### Tasks to complete:
A – According to the Bar-le-Duc stage passage, in what year did Pierre Michaux become the first manufacturer of the "pedal cycle"?
B – Reproduce the part of the Bar-le-Duc stage passage that opens with the words containing "It is up to" and closes with "fifty years ago.".

### Document passage:
----------------------------------------

Stage 5
Bar-le-Duc to Saint-Dié-des-Vosges, 175.6km
BAR-LE-DUC AND CYCLING
On the edge of the Bourg district, Bar-le-Duc celebrates its most ingenious child with a sculpture: Pierre Michaux who, by adapting a crank to the front wheel of a draisienne, became the first manufacturer of the "pedal cycle" in 1862. However, the homeland of the father of the bicycle had to wait until 2001 to welcome the Tour de France, on the big gear from Verdun, with the arrival of a memorable team time trial won by the Crédit Agricole team and its Yellow Jersey Stuart O'Grady.
Bar-le-Duc also saw Ethan Vernon win the 2021 Tour de l'Avenir.
It is up to the women to pay tribute to the man who created their strange machines. One of the best French track riders of the 1990s, Magali Humbert-Faure, twice medallist at the world track championships, was born in Bar-le-Duc fifty years ago.
TO EAT:
Seeded redcurrant jam with goose feather
The gastronomic speciality of Bar-le-Duc is the seeded redcurrant jam with goose feather, known as "Bar caviar". The first mention of this recipe dates back to 1344 and its fame quickly spread to bourgeois and aristocratic circles. Queen Mary Stuart of Scotland compared the jam to "a ray of sunshine in a jar". Alfred Hitchcock would only stay in hotels that served it for breakfast. French President Raymond Poincaré introduced it to the tables of the Élysée Palace. Winston Churchill and Victor Hugo were very fond of it. Today, this jam is exported throughout the world.

----------------------------------------

### Available data:
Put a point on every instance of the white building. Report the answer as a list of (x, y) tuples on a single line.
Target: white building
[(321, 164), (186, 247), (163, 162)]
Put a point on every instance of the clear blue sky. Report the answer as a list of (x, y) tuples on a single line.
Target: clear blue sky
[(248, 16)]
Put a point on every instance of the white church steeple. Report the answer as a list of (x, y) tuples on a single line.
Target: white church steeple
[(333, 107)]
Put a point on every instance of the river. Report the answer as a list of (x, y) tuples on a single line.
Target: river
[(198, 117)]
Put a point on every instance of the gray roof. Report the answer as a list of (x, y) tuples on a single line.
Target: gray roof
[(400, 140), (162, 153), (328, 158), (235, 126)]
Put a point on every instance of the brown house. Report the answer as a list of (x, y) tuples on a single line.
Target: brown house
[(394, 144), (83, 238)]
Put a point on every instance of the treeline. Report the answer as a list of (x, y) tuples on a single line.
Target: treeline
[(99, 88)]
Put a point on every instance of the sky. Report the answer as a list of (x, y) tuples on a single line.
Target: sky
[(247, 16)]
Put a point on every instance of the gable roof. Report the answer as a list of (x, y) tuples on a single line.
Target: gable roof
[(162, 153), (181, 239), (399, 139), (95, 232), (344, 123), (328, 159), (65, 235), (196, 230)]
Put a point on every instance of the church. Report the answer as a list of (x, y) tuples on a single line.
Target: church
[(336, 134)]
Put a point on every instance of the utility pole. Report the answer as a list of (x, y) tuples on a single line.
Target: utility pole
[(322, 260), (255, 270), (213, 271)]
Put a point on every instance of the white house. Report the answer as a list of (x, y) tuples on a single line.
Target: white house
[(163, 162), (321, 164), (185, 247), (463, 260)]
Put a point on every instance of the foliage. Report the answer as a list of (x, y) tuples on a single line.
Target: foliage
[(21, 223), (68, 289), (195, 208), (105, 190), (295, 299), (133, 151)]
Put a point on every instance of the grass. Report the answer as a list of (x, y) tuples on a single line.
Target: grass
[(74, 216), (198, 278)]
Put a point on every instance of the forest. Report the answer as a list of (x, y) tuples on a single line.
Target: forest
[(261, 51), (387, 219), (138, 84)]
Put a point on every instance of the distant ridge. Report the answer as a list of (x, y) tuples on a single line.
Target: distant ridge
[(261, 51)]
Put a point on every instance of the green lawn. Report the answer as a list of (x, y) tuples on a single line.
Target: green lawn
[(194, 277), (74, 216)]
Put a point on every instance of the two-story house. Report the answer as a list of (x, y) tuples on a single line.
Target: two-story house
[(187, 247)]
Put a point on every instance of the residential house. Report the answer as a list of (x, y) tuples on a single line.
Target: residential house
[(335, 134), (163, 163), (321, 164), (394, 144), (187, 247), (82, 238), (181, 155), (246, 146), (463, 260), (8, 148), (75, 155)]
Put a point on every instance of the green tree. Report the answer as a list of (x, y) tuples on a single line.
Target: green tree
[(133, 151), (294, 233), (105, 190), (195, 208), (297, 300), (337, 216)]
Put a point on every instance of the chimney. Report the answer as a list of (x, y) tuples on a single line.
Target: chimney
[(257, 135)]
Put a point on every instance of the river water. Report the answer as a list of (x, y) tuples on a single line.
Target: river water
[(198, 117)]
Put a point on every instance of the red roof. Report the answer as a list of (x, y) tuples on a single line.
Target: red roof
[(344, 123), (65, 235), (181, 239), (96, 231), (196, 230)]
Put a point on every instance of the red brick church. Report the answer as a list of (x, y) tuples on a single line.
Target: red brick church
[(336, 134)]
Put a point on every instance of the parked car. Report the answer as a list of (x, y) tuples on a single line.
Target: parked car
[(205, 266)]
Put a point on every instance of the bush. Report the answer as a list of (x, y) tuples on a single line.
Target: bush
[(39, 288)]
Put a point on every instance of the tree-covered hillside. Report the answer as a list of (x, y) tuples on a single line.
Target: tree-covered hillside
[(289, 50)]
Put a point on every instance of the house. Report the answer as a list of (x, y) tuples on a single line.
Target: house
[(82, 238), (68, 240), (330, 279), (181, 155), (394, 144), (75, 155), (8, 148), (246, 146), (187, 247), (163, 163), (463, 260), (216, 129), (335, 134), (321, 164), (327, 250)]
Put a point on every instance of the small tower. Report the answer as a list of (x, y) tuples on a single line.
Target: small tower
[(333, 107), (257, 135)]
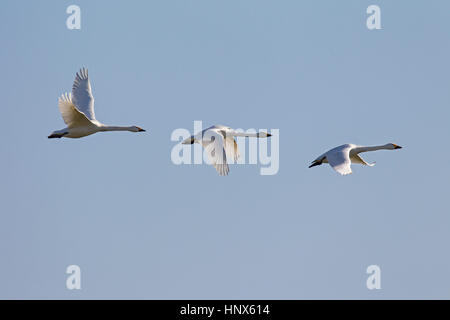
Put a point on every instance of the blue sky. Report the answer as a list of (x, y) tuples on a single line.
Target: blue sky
[(141, 227)]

----------------------------------------

### Solutions for each task:
A – 1862

B –
It is up to the women to pay tribute to the man who created their strange machines. One of the best French track riders of the 1990s, Magali Humbert-Faure, twice medallist at the world track championships, was born in Bar-le-Duc fifty years ago.